- **WHAT YOU NEED TO DO**:
Report each line in the data below that contains the word "rock", copying every one in full.

- **ROWS**:
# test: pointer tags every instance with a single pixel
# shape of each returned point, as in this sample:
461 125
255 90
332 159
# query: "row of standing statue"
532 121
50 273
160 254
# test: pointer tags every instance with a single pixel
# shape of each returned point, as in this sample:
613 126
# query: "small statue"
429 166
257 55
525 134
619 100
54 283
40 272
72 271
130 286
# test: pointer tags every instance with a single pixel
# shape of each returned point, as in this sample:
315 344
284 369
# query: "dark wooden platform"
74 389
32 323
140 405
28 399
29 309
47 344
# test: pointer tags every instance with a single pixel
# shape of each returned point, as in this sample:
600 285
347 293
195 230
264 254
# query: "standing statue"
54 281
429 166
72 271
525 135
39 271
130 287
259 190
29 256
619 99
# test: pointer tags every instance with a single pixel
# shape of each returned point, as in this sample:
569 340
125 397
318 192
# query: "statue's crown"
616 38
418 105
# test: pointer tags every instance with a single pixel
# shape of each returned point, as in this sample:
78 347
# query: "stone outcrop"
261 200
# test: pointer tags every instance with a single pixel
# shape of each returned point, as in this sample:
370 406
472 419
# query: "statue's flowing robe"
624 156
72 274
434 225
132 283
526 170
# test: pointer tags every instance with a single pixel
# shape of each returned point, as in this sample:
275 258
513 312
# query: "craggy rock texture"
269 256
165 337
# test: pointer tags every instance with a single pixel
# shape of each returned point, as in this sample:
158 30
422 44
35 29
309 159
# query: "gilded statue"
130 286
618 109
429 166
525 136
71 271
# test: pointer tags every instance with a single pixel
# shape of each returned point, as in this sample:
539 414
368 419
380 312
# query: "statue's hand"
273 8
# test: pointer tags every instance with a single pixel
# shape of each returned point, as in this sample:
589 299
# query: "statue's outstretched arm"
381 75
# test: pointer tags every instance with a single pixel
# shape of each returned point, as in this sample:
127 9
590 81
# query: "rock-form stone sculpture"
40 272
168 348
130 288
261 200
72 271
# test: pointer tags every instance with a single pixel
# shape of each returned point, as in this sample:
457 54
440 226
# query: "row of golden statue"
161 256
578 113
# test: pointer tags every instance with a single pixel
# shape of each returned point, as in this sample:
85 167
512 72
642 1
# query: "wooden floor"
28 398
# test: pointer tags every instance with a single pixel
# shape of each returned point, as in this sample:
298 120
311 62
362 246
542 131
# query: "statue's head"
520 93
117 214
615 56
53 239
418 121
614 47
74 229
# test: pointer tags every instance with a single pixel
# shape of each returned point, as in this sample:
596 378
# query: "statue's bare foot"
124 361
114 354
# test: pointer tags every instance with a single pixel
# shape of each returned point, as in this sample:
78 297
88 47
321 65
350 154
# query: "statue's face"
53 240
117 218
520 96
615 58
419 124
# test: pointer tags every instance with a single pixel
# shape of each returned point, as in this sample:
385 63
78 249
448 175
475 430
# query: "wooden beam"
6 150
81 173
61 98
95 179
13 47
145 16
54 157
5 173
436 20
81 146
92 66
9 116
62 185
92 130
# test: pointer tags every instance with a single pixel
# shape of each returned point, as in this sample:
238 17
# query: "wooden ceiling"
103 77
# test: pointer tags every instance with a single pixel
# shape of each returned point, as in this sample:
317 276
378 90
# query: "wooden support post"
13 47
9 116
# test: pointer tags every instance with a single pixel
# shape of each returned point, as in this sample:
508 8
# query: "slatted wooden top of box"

- **SOLUTION**:
# query: "craggy rock texture"
# query: "rock-form stone sculpture"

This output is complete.